= Information =
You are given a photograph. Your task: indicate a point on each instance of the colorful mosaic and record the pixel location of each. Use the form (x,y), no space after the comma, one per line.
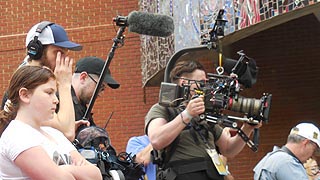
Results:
(194,19)
(155,51)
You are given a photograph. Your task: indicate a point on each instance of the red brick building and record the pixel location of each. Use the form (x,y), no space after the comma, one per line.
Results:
(286,48)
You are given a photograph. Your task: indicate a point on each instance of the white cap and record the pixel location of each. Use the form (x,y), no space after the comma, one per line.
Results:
(307,130)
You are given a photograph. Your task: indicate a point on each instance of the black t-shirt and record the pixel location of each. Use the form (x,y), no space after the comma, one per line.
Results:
(79,111)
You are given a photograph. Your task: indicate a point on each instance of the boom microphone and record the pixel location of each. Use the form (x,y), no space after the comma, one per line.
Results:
(147,23)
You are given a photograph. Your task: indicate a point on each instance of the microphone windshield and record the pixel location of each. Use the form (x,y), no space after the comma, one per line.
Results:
(150,24)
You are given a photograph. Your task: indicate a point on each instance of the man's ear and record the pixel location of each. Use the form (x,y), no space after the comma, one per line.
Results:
(83,76)
(182,81)
(24,95)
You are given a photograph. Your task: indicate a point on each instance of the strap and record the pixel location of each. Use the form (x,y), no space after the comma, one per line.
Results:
(188,166)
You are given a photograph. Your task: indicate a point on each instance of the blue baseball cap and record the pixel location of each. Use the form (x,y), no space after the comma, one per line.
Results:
(53,34)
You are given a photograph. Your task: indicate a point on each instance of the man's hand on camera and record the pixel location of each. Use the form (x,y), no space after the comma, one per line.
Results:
(196,106)
(249,127)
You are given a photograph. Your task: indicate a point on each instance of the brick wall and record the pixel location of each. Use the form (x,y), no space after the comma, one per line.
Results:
(288,57)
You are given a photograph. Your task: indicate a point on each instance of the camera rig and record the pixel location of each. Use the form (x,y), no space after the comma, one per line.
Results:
(221,92)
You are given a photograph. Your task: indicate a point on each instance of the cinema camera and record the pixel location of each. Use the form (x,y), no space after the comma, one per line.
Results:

= Action item =
Only lines holding the word "camera" are wanted here; copy each from the listing.

= Answer for this exercise =
You are given a photograph. Your task: indicate a point on each instance of the man's hand on camera and record the pixel location of each. Use the form (x,y), no space after the comma, one per line.
You are given a photograph. Your task: indicate a point on each instance of the camera rig and record the pixel location of each. Use the form (x,y), no space after the comma, one per line.
You are given a photograph. Your task: indicate a point on each instance of the cinema camera and record the pixel location of each. Use the form (x,y), no space after the comma, one per line.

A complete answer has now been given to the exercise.